## Begin Document segment

Our lives are, let’s face it, performance-driven. In my career, the focus was to get another degree, teach a new literature course, be awarded another accolade - all to improve my standing to my department chair, get a bump in salary, and (I’ll admit it) have other people notice. 

I now watch my daughter, a new mom, measure her eight-month-old daughter’s performance (such as it is) against All-Knowing Google’s benchmarks and then against her friend’s exact-same-age boy. We more experienced parents know what’s coming for both these moms: aiding their children’s performance in school, athletics, clubs, setting them up to become performance-driven adults. It’s the way the world works, we rationalize. 

Soon, though, we become what we do. What then?

Exactly. What will happen when I retire or my children grow up? How will I answer the ubiquitous first question in any new social setting: so, what do you do? Who am I when I don't do any of that any more, when my wall hangings and my children’s medals don’t matter to anyone else, when the rat race is behind me?

I’m not proposing we stop striving to be better workers or parents. We should do our best, not because our importance or value lies in how much we do, but because that honors God.

## End Document segment
## Begin Collected material

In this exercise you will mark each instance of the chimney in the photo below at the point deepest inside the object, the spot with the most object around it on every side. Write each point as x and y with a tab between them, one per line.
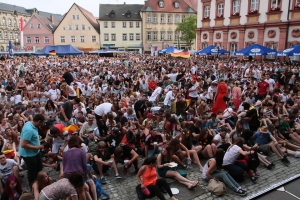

## End Collected material

__Required work__.
(A) Reproduce the passage on performance-driven living from "Exactly. What will" up to and including "is behind me?".
(B) In the passage on performance-driven living, against what two standards does the new mom measure her eight-month-old daughter's performance?
(C) Write what comes next in the passage on performance-driven living, starting after its final sentence.
The listing is not needed here.

__Answers to the exercise__.
(A)
Exactly. What will happen when I retire or my children grow up? How will I answer the ubiquitous first question in any new social setting: so, what do you do? Who am I when I don't do any of that any more, when my wall hangings and my children’s medals don’t matter to anyone else, when the rat race is behind me?

(B) Against Google's benchmarks and against her friend's boy of exactly the same age.

(C)
The older son in our parable mastered the performance-driven life. “‘All these years I’ve been slaving for you and never disobeyed you’” (v.29). But is that what his father checkmarked off in order to love and accept him? No! “‘Everything I have is [already] yours” (v.31), he told his complaining son. “Lay your doing down, son*,” he might as well have said. “I love you because you are my son, not because you work overtime and never take a vacation. You’re an excellent worker, but that’s not what makes you my beloved son. In fact, if you’d quit working so hard to earn what you already have, we could enjoy each other’s company!” 

It’s a super easy step to understand this father represents God. One son has disrespected Him and run off. Yet, the Father watches for him to come home. Catching a far-off glimpse, the Father runs to him “filled with compassion” (v.20), not knowing if he plans to stay or even if he’s sorry. It doesn’t matter. “He was lost and is found” (v. 32). He restores His son to full acceptance - not because of the son’s actions, obviously, but because of His love. The Father also loves the older son, not because of the son’s perception that slavish devotion is the way to win acceptance. But because the Father loves His children. 

We, too, already have God’s approval, because of His grace, not our doing.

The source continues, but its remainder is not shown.